_演習の指示_.
A. 雪の魔女の洞窟のプレイ日記で、体力点の現在の値はいくつですか?
B. 雪の魔女の洞窟のプレイ日記から、「雪の魔女の洞窟(プレイ日記)」と「飲み薬 … ツキ薬(原運点+1の値まで回復)」の間を、両端を含めてそのまま書き写してください。
C. 雪の魔女の洞窟のプレイ日記を、最後の文の後から書き継いでください。

─── ページ本文 ───

雪の魔女の洞窟(プレイ日記)


【第18回】 生と死による戦い

〔STATUS(現在の値/原点)
 技術点 … 12/12
 体力点 … 14/19
 運点 … 9/10
 特筆点 … 魔神をプリズムから救い出した、<グル・サン・アビ・ダァル>
 金貨 … 248
 食料 … 1
 飲み薬 … ツキ薬(原運点+1の値まで回復)
 所持品 … 剣、戦鎚(ハンマー)、マント、魔法の銀の笛ルーン文字の刻まれた棒、<勇気の護符>、石投げと鉄の玉1つ、金の指輪、銅の指輪、ミノタウロスの角の粉末ニンニク、龍の卵、四角い金属板、盾、蝋燭、火口箱、銀の鏃3つ、銅の腕輪

〔75〜〕
 石段を全て昇り切り、洞穴を覗き込む。山のかなり奥まで通じているのがわかる。松明が不気味な光を内部に投げかけ、壁にかかった木彫りや仮面を照らし出している。中に足を踏み入れると、長い衣を纏った人影が床に座ってこちらに背を向けているのを見る。謎の人物は振り向きもせずに言う。

─── データ抜粋 ───

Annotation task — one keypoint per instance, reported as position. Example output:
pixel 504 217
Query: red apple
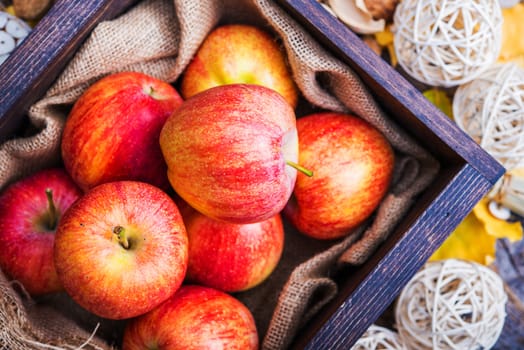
pixel 232 257
pixel 112 131
pixel 227 150
pixel 239 53
pixel 195 317
pixel 353 165
pixel 30 210
pixel 121 249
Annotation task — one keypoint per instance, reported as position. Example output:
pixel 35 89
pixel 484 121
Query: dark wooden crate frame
pixel 467 172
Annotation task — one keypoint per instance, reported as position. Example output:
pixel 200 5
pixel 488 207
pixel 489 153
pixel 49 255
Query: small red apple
pixel 112 131
pixel 232 257
pixel 353 165
pixel 30 210
pixel 121 249
pixel 195 317
pixel 228 149
pixel 239 53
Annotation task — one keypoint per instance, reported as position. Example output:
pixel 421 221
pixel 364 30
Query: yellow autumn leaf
pixel 495 227
pixel 512 35
pixel 475 237
pixel 440 99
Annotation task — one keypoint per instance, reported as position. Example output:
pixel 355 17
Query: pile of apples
pixel 167 202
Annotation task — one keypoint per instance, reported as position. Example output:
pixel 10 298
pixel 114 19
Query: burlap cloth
pixel 159 37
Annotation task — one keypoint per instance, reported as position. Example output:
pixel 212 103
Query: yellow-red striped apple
pixel 30 210
pixel 232 257
pixel 112 130
pixel 239 53
pixel 353 165
pixel 195 317
pixel 121 249
pixel 230 152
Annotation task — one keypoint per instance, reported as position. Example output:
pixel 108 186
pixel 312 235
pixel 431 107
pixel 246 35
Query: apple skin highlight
pixel 195 317
pixel 26 238
pixel 99 272
pixel 112 131
pixel 232 257
pixel 226 155
pixel 239 53
pixel 353 166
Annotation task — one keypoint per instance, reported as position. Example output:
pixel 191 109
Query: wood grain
pixel 366 291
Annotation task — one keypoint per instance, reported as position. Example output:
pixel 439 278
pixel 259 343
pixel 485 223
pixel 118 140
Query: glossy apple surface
pixel 121 249
pixel 28 221
pixel 352 164
pixel 112 131
pixel 239 53
pixel 227 150
pixel 194 318
pixel 232 257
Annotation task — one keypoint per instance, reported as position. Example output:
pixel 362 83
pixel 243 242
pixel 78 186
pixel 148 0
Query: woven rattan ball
pixel 377 337
pixel 491 110
pixel 447 43
pixel 451 304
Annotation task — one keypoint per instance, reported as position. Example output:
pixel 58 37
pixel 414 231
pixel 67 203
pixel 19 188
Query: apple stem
pixel 300 168
pixel 52 213
pixel 120 233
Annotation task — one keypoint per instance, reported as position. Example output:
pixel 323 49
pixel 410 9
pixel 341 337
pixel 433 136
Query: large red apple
pixel 121 249
pixel 194 318
pixel 228 149
pixel 232 257
pixel 239 53
pixel 30 210
pixel 353 165
pixel 112 131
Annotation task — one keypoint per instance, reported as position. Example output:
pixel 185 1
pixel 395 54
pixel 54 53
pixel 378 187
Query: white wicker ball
pixel 377 337
pixel 451 304
pixel 447 43
pixel 491 110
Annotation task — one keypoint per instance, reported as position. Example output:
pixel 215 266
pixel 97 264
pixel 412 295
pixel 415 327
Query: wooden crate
pixel 467 172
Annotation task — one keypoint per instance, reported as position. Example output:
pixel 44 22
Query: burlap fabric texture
pixel 159 37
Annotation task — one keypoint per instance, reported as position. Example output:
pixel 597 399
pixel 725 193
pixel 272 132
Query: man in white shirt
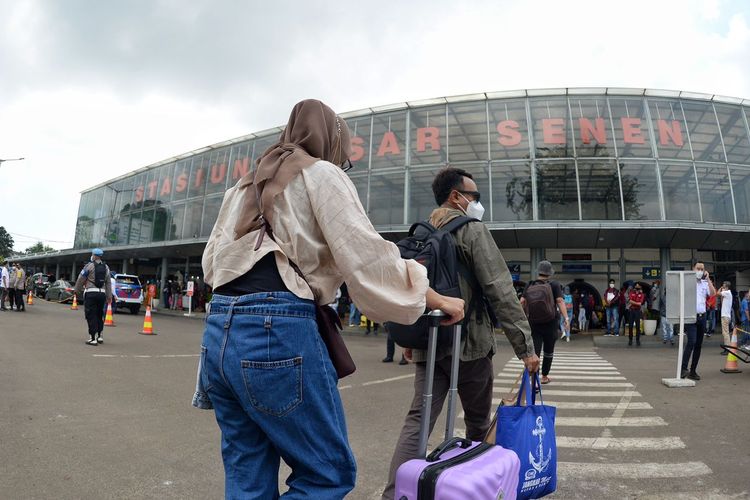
pixel 695 331
pixel 726 311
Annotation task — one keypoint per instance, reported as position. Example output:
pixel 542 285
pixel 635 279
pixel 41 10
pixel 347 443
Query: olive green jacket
pixel 479 253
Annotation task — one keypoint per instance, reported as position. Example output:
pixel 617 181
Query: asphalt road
pixel 115 421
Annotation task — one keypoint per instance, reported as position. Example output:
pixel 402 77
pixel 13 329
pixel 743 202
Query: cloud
pixel 92 90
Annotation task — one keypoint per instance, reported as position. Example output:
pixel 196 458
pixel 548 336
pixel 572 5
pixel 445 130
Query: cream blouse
pixel 320 224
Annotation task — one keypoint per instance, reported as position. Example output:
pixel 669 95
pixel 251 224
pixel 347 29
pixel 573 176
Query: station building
pixel 605 183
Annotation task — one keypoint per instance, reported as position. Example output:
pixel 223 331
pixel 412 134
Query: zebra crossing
pixel 598 411
pixel 604 429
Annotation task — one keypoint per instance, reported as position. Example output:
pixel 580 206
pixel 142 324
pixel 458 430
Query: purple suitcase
pixel 458 468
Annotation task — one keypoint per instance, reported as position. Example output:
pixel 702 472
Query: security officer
pixel 96 286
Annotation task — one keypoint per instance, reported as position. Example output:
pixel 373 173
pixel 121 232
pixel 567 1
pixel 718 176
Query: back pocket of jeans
pixel 274 387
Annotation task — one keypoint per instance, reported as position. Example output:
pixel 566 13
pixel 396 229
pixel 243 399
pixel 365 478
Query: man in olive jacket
pixel 456 194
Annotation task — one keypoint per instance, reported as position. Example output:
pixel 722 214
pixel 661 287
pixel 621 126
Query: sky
pixel 91 89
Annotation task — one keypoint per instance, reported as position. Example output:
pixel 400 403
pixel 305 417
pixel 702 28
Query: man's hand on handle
pixel 451 306
pixel 531 363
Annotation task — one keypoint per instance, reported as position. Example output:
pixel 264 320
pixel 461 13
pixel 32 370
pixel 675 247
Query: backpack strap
pixel 423 224
pixel 457 223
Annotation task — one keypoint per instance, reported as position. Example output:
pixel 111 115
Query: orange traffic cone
pixel 148 327
pixel 108 319
pixel 731 365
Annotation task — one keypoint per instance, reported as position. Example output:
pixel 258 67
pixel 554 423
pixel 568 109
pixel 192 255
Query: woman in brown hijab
pixel 264 368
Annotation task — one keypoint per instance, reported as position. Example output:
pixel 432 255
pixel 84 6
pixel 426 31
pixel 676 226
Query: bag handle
pixel 529 386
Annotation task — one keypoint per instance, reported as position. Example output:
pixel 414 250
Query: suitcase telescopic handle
pixel 448 445
pixel 434 317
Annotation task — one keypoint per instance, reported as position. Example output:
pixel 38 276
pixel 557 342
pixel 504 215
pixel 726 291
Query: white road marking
pixel 585 394
pixel 146 355
pixel 632 471
pixel 576 384
pixel 513 375
pixel 383 381
pixel 602 443
pixel 609 422
pixel 594 405
pixel 555 371
pixel 579 366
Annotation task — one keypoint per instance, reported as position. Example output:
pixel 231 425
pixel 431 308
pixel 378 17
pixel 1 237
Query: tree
pixel 38 247
pixel 6 243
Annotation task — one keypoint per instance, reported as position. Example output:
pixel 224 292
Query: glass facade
pixel 604 156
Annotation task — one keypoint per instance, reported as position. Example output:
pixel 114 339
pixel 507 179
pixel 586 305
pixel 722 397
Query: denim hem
pixel 202 401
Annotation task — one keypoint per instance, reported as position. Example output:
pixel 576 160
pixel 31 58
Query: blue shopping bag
pixel 529 430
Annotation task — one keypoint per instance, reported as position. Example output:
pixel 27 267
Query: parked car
pixel 128 292
pixel 39 283
pixel 60 290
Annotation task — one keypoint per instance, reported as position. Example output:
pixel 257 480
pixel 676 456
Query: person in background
pixel 20 288
pixel 545 334
pixel 654 301
pixel 711 308
pixel 4 277
pixel 354 315
pixel 611 308
pixel 113 284
pixel 635 303
pixel 726 312
pixel 565 327
pixel 744 339
pixel 95 284
pixel 695 331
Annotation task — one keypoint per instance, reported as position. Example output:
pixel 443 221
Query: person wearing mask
pixel 654 301
pixel 456 195
pixel 695 331
pixel 635 303
pixel 544 333
pixel 744 339
pixel 725 292
pixel 4 277
pixel 95 284
pixel 568 299
pixel 711 307
pixel 611 308
pixel 20 288
pixel 287 235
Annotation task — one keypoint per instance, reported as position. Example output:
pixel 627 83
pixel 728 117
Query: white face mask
pixel 474 210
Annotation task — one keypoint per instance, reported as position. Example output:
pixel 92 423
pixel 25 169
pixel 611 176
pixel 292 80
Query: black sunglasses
pixel 474 194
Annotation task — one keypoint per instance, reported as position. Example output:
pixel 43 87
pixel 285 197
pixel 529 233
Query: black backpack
pixel 436 250
pixel 100 274
pixel 540 302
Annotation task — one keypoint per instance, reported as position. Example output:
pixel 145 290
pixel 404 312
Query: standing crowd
pixel 12 287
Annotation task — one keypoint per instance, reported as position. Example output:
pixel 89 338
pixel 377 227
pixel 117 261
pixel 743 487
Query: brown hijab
pixel 313 133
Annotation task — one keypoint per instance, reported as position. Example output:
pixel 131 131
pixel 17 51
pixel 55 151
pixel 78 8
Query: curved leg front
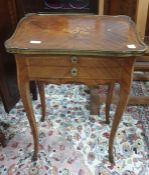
pixel 124 94
pixel 108 101
pixel 23 84
pixel 42 99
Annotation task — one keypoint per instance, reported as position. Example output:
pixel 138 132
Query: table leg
pixel 23 84
pixel 42 99
pixel 109 101
pixel 124 94
pixel 94 101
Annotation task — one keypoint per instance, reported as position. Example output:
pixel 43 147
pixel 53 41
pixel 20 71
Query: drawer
pixel 73 72
pixel 83 61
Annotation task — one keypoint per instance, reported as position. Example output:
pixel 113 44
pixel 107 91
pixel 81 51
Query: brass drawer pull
pixel 74 72
pixel 74 60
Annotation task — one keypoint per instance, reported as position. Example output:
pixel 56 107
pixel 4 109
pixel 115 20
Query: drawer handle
pixel 74 60
pixel 74 72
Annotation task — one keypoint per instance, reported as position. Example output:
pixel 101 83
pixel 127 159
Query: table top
pixel 76 34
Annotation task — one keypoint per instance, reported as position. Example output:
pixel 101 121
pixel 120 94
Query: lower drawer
pixel 73 72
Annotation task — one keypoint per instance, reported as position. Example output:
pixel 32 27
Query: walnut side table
pixel 85 49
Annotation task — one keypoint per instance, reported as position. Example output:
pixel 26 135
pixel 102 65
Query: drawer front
pixel 82 61
pixel 73 72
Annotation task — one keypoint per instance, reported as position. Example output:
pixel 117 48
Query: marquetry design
pixel 88 34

───

_解答一覧_.
A. 14(原点は19)です。

B.
雪の魔女の洞窟(プレイ日記)


【第18回】 生と死による戦い

〔STATUS(現在の値/原点)
 技術点 … 12/12
 体力点 … 14/19
 運点 … 9/10
 特筆点 … 魔神をプリズムから救い出した、<グル・サン・アビ・ダァル>
 金貨 … 248
 食料 … 1
 飲み薬 … ツキ薬(原運点+1の値まで回復)

C.
「わしは癒し手だ。癒されるために来たのなら、すぐにわが前に立つがよい。」
 山小屋の“自称癒し手”とは雰囲気がまるで違う。この人は本当に癒し手なのだ。癒し手の前に立とうと歩み寄る私の心臓はいっそう轟く。目の前にいる男は二目と見られぬ姿で、体はねじくれ、顔は苦痛に歪んでいるにも関わらず昂然と腰を下ろしている。
「あ…あの……」
 癒し手はただ黙って私の言うことに耳を傾ける。
「わたくし批判屋は<死の呪文>に祟られているのです。治してもらうことはできるでしょうか。」
 癒し手はうなずく。良かった。どうやら治してもらえそうだ。
「じゃが…」
 私は思わず生唾を飲み込む。まさか、薬草医者と同じように金貨を要求するのでは……だが、癒し手の返答は予想とは異なっていた。
「<死の呪文>の力を打ち砕くのは難しい。破ったことは一度しかないが、容易なことではなかった。」
 私は秦皮の言葉を思い出した。ひょっとすると、その破った相手というのはニコデマスのことではないか。確か、『タイタン』(1990年・社会思想社)によると、この癒し手の本名はペンティ・コーラではないのか。私が思考をめぐらしている間にも、癒し手は話を続ける。
「<死の呪文>を打ち破るにはある儀式を執り行う必要があるのだが、お前がそれに耐えられるとは限らぬのだ。だが、試みるしかあるまい。わしも出来ることはする。」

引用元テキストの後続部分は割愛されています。